Leave out pictures; repeat exactly the lines from the "pocket in the photo above." line through the last of the data below.

↓↓↓

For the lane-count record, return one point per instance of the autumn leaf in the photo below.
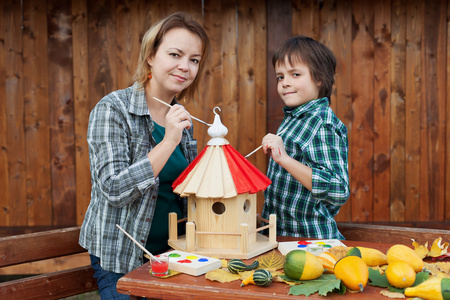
(323, 285)
(271, 261)
(437, 249)
(421, 250)
(222, 276)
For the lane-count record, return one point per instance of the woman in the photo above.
(138, 146)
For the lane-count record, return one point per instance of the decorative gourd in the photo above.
(328, 261)
(432, 289)
(260, 277)
(353, 272)
(236, 265)
(373, 257)
(354, 251)
(400, 274)
(404, 253)
(302, 265)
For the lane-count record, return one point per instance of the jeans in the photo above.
(106, 281)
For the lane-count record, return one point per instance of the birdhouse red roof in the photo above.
(220, 171)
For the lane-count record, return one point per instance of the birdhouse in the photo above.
(222, 186)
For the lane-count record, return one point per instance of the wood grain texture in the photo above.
(363, 102)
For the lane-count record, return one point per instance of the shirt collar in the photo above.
(308, 106)
(138, 102)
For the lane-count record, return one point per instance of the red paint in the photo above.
(160, 268)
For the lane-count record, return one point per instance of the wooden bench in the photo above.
(391, 234)
(38, 246)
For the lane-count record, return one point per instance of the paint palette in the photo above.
(286, 247)
(192, 264)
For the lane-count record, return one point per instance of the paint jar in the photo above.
(160, 265)
(314, 249)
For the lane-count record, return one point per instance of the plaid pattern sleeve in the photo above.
(318, 139)
(124, 188)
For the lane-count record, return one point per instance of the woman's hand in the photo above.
(177, 119)
(273, 145)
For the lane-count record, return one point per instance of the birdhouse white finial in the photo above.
(217, 131)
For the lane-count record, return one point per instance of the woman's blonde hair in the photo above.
(152, 40)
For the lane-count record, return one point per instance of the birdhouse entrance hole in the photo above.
(218, 208)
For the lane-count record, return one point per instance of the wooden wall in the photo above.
(59, 58)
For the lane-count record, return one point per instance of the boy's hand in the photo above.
(273, 145)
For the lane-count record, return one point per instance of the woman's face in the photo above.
(176, 62)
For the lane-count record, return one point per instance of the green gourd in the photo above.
(236, 265)
(260, 277)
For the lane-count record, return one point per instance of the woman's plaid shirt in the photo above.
(318, 139)
(124, 188)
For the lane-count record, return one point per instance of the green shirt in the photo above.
(167, 201)
(318, 139)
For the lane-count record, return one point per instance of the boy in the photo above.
(309, 166)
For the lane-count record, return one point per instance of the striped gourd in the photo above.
(328, 260)
(236, 265)
(260, 277)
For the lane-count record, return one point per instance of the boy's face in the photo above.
(295, 84)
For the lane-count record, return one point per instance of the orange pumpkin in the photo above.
(328, 260)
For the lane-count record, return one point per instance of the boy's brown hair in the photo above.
(318, 57)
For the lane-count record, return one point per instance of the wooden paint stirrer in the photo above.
(159, 100)
(140, 246)
(279, 133)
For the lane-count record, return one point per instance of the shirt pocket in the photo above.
(140, 147)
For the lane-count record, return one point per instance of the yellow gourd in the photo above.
(404, 253)
(400, 274)
(373, 257)
(432, 289)
(302, 265)
(328, 261)
(353, 272)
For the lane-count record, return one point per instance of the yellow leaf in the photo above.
(437, 249)
(271, 261)
(221, 275)
(421, 250)
(392, 294)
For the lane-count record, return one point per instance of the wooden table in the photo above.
(139, 283)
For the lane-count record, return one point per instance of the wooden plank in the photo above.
(246, 139)
(127, 41)
(397, 162)
(363, 103)
(37, 129)
(382, 111)
(447, 158)
(260, 75)
(211, 90)
(344, 110)
(328, 36)
(16, 144)
(279, 28)
(433, 112)
(62, 140)
(4, 170)
(101, 52)
(305, 18)
(51, 286)
(81, 107)
(37, 246)
(391, 234)
(230, 75)
(412, 106)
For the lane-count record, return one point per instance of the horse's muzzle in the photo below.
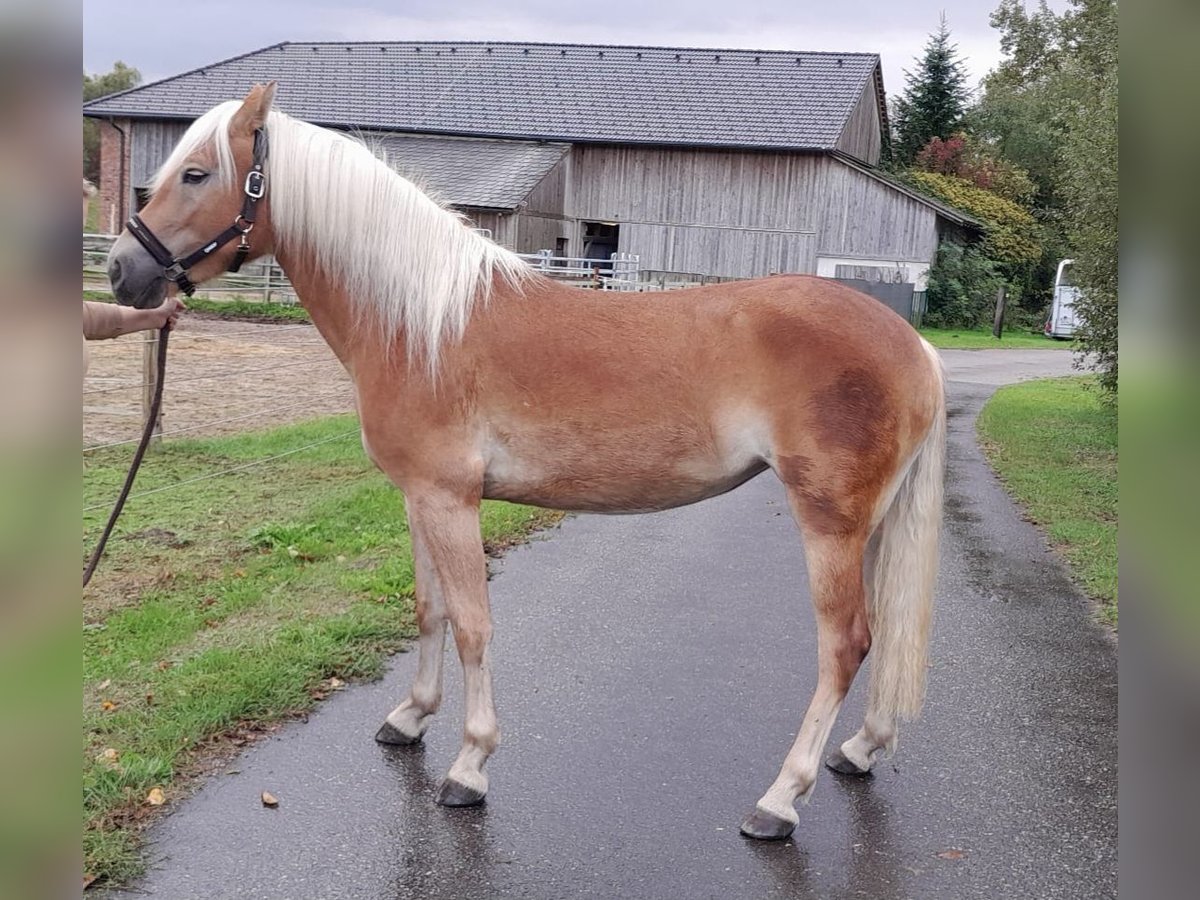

↑↑↑

#### ANSWER TO THIS TASK:
For the lane-count record, return one point per instance of the shirt pocket in the photo above.
(140, 147)
For the lane-count record, return one point per instance of the yellow gourd in the photo above.
(404, 253)
(400, 274)
(373, 257)
(432, 289)
(302, 265)
(328, 261)
(353, 272)
For the lane-count record, return one point per instance of the yellow leaf in the photo above.
(437, 249)
(271, 261)
(221, 275)
(421, 250)
(392, 294)
For the lane-count record, return one point per instance of the wooden table in the photo above.
(139, 283)
For the lane-count record, return one point per instance of the wooden plank in the photo above.
(246, 139)
(127, 41)
(397, 162)
(363, 103)
(37, 129)
(382, 111)
(447, 158)
(260, 75)
(211, 90)
(344, 110)
(328, 36)
(16, 144)
(279, 28)
(433, 112)
(62, 140)
(4, 170)
(101, 52)
(305, 18)
(51, 286)
(81, 107)
(37, 246)
(391, 234)
(230, 75)
(412, 106)
For the lane-count record, return one point per instance of the horse's muzzle in the photo below.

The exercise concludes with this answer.